*Text extract:*
▼▼▼

Terrestrial ecosystems also strongly affect climate through their control over albedo and evapotransipiration5,6,8,16,21,22. Vegetated surfaces—especially forests—typically have lower albedos than bare ground and therefore absorb more incoming solar radiation. The reduction in net radiation (Rn) associated with deforestation has a cooling effect on the climate5,22,23—sometimes even outweighing GHG-induced warming5,18. Counteracting this, clearing vegetation reduces evapotranspiration and associated latent heat flux (LE). Without the vegetation, energy normally used to evaporate water instead heats the land surface6,8,14,22,23. Understanding the counteracting effects of Rn and LE is key to quantifying the climate regulation values (CRVs) of different ecosystems1.

Policies that affect land use may serve as one effective strategy contributing to climate change mitigation2,12 or may inadvertently exacerbate the problem24. Major national and international initiatives for reduction of GHG emissions, including bioenergy mandates and the REDD+ initiative for reduction of deforestation3, enact mechanisms that will substantially alter land-use patterns. However, current paradigms for valuation of ecosystem climate services are limited in that most account only for biogeochemical climate services. By ignoring biophysical forcings from land-use change5,6, policy initiatives run the risk of failing to advance the best climate solutions1,2,4,7,8,9,10.

▲▲▲

*Dataset:*

▼▼▼

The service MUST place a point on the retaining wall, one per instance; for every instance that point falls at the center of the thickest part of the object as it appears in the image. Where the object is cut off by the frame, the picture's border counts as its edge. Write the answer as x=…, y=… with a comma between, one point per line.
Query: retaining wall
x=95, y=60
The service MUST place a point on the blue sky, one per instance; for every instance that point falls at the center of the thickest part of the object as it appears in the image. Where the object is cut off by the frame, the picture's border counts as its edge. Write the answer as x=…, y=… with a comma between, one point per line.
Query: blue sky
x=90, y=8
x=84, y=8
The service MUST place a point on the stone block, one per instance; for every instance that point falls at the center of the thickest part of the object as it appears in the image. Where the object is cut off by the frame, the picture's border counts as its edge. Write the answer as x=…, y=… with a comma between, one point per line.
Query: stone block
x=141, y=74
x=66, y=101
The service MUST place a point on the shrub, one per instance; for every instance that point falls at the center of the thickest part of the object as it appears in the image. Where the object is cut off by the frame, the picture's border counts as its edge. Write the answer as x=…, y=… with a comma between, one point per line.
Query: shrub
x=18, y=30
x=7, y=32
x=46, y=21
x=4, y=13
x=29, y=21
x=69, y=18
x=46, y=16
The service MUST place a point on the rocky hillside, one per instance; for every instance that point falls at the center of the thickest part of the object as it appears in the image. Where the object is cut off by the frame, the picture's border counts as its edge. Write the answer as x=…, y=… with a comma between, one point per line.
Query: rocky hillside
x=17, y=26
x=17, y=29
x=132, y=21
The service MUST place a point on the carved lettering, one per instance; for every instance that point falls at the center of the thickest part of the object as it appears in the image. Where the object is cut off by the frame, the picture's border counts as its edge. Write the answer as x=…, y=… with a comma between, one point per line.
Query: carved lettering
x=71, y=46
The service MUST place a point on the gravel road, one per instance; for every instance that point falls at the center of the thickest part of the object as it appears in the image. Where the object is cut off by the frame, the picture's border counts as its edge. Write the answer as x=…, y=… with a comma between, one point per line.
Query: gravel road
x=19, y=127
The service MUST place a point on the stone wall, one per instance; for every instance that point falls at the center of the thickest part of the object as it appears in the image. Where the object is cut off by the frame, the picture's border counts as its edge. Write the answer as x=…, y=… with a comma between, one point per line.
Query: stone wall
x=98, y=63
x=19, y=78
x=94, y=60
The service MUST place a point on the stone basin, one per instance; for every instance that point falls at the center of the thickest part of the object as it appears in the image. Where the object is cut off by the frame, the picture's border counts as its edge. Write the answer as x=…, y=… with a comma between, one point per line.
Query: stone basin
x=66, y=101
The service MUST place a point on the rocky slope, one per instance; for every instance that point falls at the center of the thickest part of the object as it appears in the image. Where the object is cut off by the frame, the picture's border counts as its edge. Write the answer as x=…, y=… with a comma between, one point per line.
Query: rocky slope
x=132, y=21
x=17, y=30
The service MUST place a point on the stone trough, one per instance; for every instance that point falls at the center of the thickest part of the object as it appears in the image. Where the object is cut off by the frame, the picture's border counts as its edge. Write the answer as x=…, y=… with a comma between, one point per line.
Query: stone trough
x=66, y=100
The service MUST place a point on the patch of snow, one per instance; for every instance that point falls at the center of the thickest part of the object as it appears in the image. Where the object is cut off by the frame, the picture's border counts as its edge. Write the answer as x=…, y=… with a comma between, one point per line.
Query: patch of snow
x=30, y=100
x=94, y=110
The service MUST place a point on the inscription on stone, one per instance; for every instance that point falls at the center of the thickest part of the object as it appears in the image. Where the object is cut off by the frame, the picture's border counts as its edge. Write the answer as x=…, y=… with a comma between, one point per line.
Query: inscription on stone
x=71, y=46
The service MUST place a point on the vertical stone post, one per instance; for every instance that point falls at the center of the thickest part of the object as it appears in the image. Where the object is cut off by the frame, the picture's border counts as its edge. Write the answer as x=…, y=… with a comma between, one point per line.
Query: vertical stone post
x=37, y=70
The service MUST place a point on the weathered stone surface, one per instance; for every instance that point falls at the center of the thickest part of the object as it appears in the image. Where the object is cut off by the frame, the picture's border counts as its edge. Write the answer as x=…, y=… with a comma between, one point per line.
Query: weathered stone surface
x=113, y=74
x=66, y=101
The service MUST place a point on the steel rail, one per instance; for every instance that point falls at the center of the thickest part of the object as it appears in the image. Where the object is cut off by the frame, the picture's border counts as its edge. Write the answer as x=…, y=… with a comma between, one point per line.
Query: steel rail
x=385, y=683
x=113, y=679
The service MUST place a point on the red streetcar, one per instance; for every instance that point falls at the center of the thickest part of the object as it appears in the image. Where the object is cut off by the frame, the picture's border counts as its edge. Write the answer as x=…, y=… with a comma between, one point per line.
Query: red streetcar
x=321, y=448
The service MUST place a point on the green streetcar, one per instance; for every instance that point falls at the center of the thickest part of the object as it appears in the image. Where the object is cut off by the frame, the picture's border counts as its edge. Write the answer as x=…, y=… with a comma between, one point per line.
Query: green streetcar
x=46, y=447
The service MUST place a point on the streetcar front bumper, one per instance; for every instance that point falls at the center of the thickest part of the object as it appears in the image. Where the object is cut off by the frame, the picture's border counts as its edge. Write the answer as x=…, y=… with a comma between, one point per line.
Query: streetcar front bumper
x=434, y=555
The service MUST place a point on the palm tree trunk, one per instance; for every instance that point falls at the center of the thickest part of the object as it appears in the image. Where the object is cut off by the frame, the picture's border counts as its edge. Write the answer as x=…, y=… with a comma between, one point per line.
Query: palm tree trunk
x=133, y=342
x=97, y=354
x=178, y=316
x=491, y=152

▲▲▲

In the passage on land use and climate, what happens to the energy normally used to evaporate water once vegetation is cleared?

It heats the land surface instead.